### [DIRECTIONS FOR THIS TASK]
Please return each of the entries that follow, unchanged in every word.
===== DATA PROVIDED =====
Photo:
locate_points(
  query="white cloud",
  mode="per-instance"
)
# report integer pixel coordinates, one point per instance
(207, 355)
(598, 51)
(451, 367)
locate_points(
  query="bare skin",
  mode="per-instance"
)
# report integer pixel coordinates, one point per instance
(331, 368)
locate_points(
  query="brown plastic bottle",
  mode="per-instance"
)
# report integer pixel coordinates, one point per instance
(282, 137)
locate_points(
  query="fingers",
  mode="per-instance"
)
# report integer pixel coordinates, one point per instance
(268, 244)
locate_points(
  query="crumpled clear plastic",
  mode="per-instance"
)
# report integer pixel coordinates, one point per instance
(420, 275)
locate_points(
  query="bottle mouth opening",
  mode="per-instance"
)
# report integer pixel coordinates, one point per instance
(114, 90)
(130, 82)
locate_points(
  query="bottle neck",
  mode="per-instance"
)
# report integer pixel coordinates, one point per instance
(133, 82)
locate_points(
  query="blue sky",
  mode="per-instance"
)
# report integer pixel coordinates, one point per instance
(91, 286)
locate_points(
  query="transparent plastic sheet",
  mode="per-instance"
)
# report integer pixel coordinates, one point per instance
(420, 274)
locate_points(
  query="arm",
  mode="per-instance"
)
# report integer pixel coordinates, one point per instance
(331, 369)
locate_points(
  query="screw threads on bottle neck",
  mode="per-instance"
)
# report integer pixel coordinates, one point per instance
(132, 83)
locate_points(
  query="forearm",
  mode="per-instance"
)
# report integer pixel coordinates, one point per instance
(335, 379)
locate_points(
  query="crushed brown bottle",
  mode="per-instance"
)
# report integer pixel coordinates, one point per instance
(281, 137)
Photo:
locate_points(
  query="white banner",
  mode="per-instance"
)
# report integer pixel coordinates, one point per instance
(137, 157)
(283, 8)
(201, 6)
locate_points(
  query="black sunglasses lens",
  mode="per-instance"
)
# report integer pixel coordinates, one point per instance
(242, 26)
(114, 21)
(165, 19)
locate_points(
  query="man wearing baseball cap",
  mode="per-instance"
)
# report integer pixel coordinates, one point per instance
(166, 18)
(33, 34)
=====
### [SOLUTION TO THIS PROBLEM]
Photo:
locate_points(
  query="white cloud",
  mode="per-instance"
)
# report integer pixel coordinates, one point per instance
(207, 355)
(598, 51)
(451, 367)
locate_points(
  query="bare skin",
  mode="per-instance"
)
# report integer pixel coordinates, one point per instance
(331, 368)
locate_points(
  query="brown plastic bottle",
  mode="per-instance"
)
# report integer pixel coordinates, one point per instance
(282, 137)
locate_points(
  query="fingers",
  mode="per-instance"
)
# report integer pixel coordinates, one point per instance
(268, 244)
locate_points(
  query="crumpled clear plastic",
  mode="per-instance"
)
# report integer pixel coordinates, one point per instance
(420, 275)
locate_points(
  query="bottle mouth opening",
  mode="per-instance"
)
# report integer pixel coordinates, one point per instance
(114, 90)
(130, 82)
locate_points(
  query="bottle neck",
  mode="per-instance"
)
# report integer pixel coordinates, one point per instance
(133, 82)
locate_points(
  query="blue sky",
  mode="per-instance"
)
# report integer pixel coordinates, one point per instance
(91, 286)
locate_points(
  query="transparent plastic sheet",
  mode="per-instance"
)
# report integer pixel coordinates, one point per instance
(420, 274)
locate_points(
  query="arm",
  mode="per-instance"
)
# report integer pixel coordinates, one point per instance
(331, 369)
locate_points(
  query="screw threads on bottle neck",
  mode="per-instance"
)
# report integer pixel coordinates, one point per instance
(132, 83)
locate_points(
  query="forearm",
  mode="per-instance"
)
# report integer pixel coordinates, one point per instance
(335, 379)
locate_points(
  query="crushed brown bottle",
  mode="per-instance"
)
# report integer pixel coordinates, one point per instance
(281, 137)
Photo:
locate_points(
  query="white banner",
  mode="per-instance"
)
# report integer pixel coordinates, one point per instance
(137, 157)
(283, 8)
(201, 6)
locate_points(
  query="black sunglasses lens",
  mode="per-instance"
)
# report integer pixel coordinates, one point per instance
(242, 26)
(114, 21)
(165, 19)
locate_points(
  query="man wearing baseball cap",
  mode="per-instance"
)
# report integer pixel coordinates, one point per instance
(166, 18)
(33, 34)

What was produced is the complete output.